▶ **DOCUMENT PASSAGE**
^^^^^^^^^^^^^^^^
# Hyatt Residence Club - Dorado, Puerto Rico - Has it Reopened?



## NYFLTRAVELER (Dec 29, 2019)

Has Hyatt Vacation Club Dorado Puerto Rico Reopened ?

How can one trade in using II?


----------



## Tenga (Dec 29, 2019)

Can't and won't  here is why and just my opinion.  As soon as it opens Hyatt owners will be booking and not releasing many dates as it hasn't been open in the last 3 years due to total floor to ceiling renovations to the tune of $20 million dollars!  "Its going to be the like the newest resort in the Hyatt system and Hyatt will advertise it as such!!!  There has been some incredible happing's that I'd never thought I see in my life! I'm going to be on site in the up coming weeks to take a look and I'm planing to post here the FACTS not Rumors along with Photo's! So you can see my post with the heading Hyatt Hacienda Del Mar January 2020!

I'm not trying to discourage you just giving insight as there are no absolute in life, try, try and try again! "anything is possible"


----------



## TheTimeTraveler (Dec 29, 2019)

NYFLTRAVELER said:


> Has Hyatt Vacation Club Dorado Puerto Rico Reopened ?
> 
> How can one trade in using II?





I'm not sure on the date of reopening but your best bet may be to do an "ongoing search" with Interval.  Doing an OGS may be the best way to achieve your exchange.

I can't fully agree with Tenga (post #2).   The storm did a lot of damage to the entire island, and a lot of areas were turned into a third world environment (no electricity, bridges and roads destroyed, etc).   I personally think a lot of people may not want to return or visit there for many more years.




.


----------



## tj5654 (Dec 29, 2019)

*Hyatt Residence Club Dorado, Hacienda del Mar*
At this time HRC owner's site claims it will re-open in May of 2020.  They have many photos of the re-build and the resort was literally taken down to the concrete and metal studs. The exteriors were rebuilt and painted and interior is stating into the finish phases. Did not see any new tile floors in yet but the interior finish will be much more modern and contemporary than previous. Grounds and beaches have also been restored.
^^^^^^^^^^^^^^^^
▶ **WORK INSTRUCTIONS**
Reproduce the forum thread about the Dorado resort word for word, from its title through the final post. Draw only on the forum thread about the Dorado resort and bring in nothing from elsewhere.

▶ **Object point labels**
^^^^^^^^^^^^^^^^
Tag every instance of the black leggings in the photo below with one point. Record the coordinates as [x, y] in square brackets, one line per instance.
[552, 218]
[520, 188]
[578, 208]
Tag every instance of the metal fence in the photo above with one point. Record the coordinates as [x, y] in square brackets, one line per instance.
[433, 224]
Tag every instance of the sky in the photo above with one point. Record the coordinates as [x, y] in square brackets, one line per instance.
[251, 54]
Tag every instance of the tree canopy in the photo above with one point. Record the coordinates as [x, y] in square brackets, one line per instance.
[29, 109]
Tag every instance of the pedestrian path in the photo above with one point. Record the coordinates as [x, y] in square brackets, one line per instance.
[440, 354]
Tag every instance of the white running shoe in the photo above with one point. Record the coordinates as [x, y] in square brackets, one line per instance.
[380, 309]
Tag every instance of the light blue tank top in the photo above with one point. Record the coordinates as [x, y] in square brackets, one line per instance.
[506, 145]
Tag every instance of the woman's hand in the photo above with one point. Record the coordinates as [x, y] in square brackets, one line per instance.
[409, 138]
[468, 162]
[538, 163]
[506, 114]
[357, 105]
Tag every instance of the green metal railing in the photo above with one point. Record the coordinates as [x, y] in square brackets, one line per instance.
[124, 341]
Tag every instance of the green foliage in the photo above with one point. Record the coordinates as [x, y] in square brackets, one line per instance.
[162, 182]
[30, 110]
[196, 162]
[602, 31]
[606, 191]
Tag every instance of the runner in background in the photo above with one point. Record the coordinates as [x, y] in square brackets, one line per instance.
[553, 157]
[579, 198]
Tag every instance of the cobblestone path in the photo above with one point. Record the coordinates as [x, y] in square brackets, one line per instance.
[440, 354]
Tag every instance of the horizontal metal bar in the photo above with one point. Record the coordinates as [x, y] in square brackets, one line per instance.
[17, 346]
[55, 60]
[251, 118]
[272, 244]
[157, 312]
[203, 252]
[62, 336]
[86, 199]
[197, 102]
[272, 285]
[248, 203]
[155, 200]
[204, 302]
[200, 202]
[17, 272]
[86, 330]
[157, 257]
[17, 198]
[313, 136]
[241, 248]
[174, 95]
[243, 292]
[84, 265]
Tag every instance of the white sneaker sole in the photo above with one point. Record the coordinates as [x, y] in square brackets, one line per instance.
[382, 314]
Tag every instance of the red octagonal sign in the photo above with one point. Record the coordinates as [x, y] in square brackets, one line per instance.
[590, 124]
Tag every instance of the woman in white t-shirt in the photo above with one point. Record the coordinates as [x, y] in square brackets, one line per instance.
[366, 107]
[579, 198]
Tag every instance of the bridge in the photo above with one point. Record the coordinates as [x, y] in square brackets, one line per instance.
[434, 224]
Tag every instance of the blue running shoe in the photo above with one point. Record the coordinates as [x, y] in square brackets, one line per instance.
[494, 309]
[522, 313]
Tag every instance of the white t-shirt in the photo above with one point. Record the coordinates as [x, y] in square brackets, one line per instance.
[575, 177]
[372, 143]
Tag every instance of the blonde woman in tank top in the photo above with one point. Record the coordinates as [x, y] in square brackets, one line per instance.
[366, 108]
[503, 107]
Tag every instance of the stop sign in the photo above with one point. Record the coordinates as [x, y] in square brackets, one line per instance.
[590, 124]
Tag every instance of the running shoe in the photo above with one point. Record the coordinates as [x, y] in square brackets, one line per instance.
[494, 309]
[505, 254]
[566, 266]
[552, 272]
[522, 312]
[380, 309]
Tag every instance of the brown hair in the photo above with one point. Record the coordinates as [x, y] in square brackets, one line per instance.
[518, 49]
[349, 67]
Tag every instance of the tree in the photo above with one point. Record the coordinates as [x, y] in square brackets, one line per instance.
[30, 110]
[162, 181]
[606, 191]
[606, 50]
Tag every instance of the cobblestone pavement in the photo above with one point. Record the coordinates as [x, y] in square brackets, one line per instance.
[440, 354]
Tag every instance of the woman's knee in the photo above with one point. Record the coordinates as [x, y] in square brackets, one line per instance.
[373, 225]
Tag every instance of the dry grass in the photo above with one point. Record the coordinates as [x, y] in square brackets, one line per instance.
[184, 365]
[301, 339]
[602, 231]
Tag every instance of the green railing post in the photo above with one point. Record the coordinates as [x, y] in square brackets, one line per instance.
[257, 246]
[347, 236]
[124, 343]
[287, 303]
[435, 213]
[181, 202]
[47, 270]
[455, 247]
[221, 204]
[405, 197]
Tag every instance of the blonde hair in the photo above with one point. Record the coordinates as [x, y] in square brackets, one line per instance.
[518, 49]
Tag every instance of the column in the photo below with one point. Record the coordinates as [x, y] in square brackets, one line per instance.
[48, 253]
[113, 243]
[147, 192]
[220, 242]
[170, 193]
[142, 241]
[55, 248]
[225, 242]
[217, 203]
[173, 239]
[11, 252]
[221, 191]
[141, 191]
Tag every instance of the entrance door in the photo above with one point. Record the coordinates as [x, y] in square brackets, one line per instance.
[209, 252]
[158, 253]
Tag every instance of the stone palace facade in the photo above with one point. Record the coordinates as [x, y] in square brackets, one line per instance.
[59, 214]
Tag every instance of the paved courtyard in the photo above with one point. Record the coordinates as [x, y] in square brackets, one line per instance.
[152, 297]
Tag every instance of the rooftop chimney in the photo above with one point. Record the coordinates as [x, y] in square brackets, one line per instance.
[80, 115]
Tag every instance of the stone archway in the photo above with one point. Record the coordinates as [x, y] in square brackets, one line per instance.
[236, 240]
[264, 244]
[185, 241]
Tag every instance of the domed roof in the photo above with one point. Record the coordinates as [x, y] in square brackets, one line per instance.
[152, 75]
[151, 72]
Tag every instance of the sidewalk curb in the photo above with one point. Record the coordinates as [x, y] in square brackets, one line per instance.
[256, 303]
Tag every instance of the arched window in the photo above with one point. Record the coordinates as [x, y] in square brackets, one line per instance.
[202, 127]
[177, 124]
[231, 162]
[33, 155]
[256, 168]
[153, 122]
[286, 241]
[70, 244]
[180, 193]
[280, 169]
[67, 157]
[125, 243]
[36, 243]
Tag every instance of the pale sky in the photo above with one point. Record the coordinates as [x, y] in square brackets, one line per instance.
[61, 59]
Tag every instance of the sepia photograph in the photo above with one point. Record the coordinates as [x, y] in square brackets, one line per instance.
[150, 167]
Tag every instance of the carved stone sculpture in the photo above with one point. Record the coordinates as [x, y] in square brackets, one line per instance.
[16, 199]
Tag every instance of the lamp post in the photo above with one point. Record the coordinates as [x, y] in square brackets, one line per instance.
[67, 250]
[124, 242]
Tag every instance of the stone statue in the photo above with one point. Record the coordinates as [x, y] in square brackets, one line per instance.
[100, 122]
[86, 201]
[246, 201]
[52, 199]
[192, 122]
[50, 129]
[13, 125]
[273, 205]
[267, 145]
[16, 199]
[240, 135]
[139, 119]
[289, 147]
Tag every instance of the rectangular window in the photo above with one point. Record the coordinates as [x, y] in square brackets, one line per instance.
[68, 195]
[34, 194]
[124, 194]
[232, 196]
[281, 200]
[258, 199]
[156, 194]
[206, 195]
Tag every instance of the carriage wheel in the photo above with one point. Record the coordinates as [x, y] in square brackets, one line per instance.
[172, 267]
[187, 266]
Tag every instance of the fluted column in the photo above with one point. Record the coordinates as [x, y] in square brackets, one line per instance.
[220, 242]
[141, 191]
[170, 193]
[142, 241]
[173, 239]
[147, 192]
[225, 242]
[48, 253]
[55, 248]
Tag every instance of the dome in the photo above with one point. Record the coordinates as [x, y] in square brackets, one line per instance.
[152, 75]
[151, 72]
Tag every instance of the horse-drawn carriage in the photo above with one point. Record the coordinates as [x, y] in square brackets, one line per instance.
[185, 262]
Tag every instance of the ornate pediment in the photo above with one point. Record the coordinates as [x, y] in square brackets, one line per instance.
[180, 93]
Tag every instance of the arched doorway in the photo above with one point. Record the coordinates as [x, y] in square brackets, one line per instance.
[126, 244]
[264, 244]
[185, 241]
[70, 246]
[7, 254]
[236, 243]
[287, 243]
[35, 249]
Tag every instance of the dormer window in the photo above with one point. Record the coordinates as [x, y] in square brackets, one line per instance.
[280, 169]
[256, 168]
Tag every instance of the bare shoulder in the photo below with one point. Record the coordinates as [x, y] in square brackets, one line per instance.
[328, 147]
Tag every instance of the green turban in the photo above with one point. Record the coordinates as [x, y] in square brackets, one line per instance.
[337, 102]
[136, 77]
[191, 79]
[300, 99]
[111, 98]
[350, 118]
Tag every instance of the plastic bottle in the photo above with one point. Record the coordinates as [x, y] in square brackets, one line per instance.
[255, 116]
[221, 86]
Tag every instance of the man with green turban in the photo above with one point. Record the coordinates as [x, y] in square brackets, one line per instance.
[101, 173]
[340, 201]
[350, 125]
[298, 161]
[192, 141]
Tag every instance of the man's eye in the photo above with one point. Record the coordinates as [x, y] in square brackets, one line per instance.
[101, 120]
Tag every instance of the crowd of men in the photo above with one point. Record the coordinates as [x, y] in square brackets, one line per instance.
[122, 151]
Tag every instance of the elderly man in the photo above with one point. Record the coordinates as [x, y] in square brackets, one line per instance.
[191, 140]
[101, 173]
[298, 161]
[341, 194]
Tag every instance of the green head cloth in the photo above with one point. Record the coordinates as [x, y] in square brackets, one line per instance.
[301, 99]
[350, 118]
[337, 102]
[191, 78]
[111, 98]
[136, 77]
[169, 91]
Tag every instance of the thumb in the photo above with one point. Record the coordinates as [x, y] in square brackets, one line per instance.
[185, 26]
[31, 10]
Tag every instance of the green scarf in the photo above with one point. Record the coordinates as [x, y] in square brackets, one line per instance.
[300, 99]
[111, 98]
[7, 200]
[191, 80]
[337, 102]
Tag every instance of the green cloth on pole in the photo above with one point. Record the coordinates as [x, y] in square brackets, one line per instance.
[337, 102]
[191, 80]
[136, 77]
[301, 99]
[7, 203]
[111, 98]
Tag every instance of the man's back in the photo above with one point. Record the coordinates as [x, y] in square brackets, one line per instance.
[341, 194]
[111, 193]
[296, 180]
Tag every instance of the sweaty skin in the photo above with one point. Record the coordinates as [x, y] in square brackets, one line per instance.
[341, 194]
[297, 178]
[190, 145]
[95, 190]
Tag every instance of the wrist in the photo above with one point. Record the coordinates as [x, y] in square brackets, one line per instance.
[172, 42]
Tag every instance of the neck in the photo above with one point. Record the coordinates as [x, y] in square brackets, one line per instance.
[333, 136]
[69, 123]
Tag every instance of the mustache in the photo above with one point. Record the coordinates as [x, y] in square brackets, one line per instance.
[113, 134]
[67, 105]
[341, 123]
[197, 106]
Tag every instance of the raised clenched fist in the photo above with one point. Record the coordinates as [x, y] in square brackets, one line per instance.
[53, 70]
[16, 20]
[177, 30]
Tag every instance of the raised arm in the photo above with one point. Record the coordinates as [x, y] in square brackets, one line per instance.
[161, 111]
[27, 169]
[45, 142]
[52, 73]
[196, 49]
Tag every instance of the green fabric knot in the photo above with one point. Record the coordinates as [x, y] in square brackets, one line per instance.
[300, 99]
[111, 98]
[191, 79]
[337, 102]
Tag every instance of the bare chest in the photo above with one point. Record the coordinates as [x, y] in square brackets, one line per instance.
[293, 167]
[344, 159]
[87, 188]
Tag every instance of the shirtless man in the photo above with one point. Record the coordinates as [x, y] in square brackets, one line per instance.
^^^^^^^^^^^^^^^^
▶ **REPLY**
# Hyatt Residence Club - Dorado, Puerto Rico - Has it Reopened?



## NYFLTRAVELER (Dec 29, 2019)

Has Hyatt Vacation Club Dorado Puerto Rico Reopened ?

How can one trade in using II?


----------



## Tenga (Dec 29, 2019)

Can't and won't  here is why and just my opinion.  As soon as it opens Hyatt owners will be booking and not releasing many dates as it hasn't been open in the last 3 years due to total floor to ceiling renovations to the tune of $20 million dollars!  "Its going to be the like the newest resort in the Hyatt system and Hyatt will advertise it as such!!!  There has been some incredible happing's that I'd never thought I see in my life! I'm going to be on site in the up coming weeks to take a look and I'm planing to post here the FACTS not Rumors along with Photo's! So you can see my post with the heading Hyatt Hacienda Del Mar January 2020!

I'm not trying to discourage you just giving insight as there are no absolute in life, try, try and try again! "anything is possible"


----------



## TheTimeTraveler (Dec 29, 2019)

NYFLTRAVELER said:


> Has Hyatt Vacation Club Dorado Puerto Rico Reopened ?
> 
> How can one trade in using II?





I'm not sure on the date of reopening but your best bet may be to do an "ongoing search" with Interval.  Doing an OGS may be the best way to achieve your exchange.

I can't fully agree with Tenga (post #2).   The storm did a lot of damage to the entire island, and a lot of areas were turned into a third world environment (no electricity, bridges and roads destroyed, etc).   I personally think a lot of people may not want to return or visit there for many more years.




.


----------



## tj5654 (Dec 29, 2019)

*Hyatt Residence Club Dorado, Hacienda del Mar*
At this time HRC owner's site claims it will re-open in May of 2020.  They have many photos of the re-build and the resort was literally taken down to the concrete and metal studs. The exteriors were rebuilt and painted and interior is stating into the finish phases. Did not see any new tile floors in yet but the interior finish will be much more modern and contemporary than previous. Grounds and beaches have also been restored.